(Items from a dataset)
────

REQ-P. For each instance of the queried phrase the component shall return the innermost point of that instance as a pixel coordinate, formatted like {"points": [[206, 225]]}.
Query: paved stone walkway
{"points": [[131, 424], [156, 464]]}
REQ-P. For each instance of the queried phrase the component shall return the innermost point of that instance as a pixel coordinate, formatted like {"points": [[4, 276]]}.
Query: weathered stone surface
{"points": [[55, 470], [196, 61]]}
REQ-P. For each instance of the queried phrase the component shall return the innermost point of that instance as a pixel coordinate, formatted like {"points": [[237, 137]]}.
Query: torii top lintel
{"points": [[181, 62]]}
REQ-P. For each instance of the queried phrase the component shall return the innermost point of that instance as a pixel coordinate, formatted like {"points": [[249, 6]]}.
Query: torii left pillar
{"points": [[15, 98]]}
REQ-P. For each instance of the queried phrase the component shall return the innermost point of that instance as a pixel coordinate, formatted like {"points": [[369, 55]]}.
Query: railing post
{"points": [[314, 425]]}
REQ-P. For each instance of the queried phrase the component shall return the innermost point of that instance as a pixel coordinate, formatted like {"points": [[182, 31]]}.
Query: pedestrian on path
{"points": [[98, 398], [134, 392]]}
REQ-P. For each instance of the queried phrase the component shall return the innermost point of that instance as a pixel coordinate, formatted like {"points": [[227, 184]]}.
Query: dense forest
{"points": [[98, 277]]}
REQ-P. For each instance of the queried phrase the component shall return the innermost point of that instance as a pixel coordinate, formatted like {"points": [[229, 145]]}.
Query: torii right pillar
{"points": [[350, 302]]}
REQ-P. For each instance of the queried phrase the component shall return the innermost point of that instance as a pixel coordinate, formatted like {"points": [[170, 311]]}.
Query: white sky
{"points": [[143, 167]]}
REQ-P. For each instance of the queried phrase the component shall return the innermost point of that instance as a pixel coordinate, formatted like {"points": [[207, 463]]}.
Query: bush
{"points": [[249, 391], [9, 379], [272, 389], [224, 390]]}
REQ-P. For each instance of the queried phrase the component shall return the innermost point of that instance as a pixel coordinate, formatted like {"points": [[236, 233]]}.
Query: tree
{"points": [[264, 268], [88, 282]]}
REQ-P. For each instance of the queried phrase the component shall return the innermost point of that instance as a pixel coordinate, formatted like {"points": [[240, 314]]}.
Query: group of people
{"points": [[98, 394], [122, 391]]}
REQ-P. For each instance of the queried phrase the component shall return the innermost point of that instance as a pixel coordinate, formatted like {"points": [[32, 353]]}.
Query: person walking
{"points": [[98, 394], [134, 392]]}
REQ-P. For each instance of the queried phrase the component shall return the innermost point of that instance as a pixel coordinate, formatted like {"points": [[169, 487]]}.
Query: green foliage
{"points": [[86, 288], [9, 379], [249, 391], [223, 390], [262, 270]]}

────

= Prompt =
Every record must be repeated precisely and in full.

= Result for this exercise =
REQ-P. For each instance of the queried phrase the component shall return the innermost point of that instance as a pixel coordinate, formatted like {"points": [[206, 225]]}.
Query: paved stone walkway
{"points": [[131, 424], [156, 464]]}
REQ-P. For each instance of the queried phrase the component shall return the innermost point of that instance as a pixel coordinate, formatted like {"points": [[4, 276]]}.
Query: weathered stone surface
{"points": [[55, 470], [196, 61]]}
REQ-P. For each instance of the queried phrase the component shall return the innermost point of that instance as a pixel coordinate, formatted like {"points": [[237, 137]]}.
Query: torii top lintel
{"points": [[181, 62]]}
REQ-P. For each instance of the queried phrase the component shall return the innermost point of that instance as a pixel coordinate, formatted like {"points": [[249, 6]]}.
Query: torii left pillar
{"points": [[15, 98]]}
REQ-P. For each instance of the queried phrase the component shall return the innermost point of that instance as a pixel coordinate, formatted like {"points": [[369, 55]]}.
Query: railing post
{"points": [[314, 425]]}
REQ-P. For each instance of the queried phrase the component shall return the innermost point of that instance as a pixel coordinate, formatted like {"points": [[182, 31]]}.
Query: pedestrian on path
{"points": [[98, 398], [134, 392]]}
REQ-P. For each instance of the queried phrase the component shall return the innermost point of that instance as a pixel coordinate, formatted like {"points": [[227, 184]]}.
Query: dense forest
{"points": [[98, 277]]}
REQ-P. For each instance of the queried phrase the component shall return the innermost point of that instance as a pixel coordinate, formatted like {"points": [[229, 145]]}.
Query: torii right pillar
{"points": [[350, 302]]}
REQ-P. For each instance of the queried phrase the component shall return the innermost point of that instance as a pixel coordinate, formatted like {"points": [[170, 311]]}.
Query: white sky
{"points": [[143, 167]]}
REQ-P. For each instance of the queried phrase the component shall return the innermost point of that instance as a pixel coordinate, formatted like {"points": [[207, 463]]}.
Query: bush
{"points": [[249, 391], [9, 379], [272, 389], [224, 390]]}
REQ-P. For each instance of the queried phrase the component shall return the innermost point of that instance as a pixel coordinate, formatted like {"points": [[236, 233]]}.
Query: tree
{"points": [[264, 268], [88, 282]]}
REQ-P. For each instance of the queried phrase the component shall return the innermost point of that instance as a pixel coordinate, formatted like {"points": [[240, 314]]}.
Query: group of people
{"points": [[98, 394], [122, 391]]}
REQ-P. For each instance of the queried phrase the component shall return the innermost point of that instance as a pixel coordinate, formatted like {"points": [[32, 353]]}.
Query: person walking
{"points": [[98, 394], [134, 392]]}
REQ-P. For each instance of the queried phrase the component shall return the innermost point of that instance as a pixel coordinate, formatted like {"points": [[169, 487]]}.
Query: green foliage
{"points": [[86, 288], [9, 379], [249, 391], [223, 390], [262, 270]]}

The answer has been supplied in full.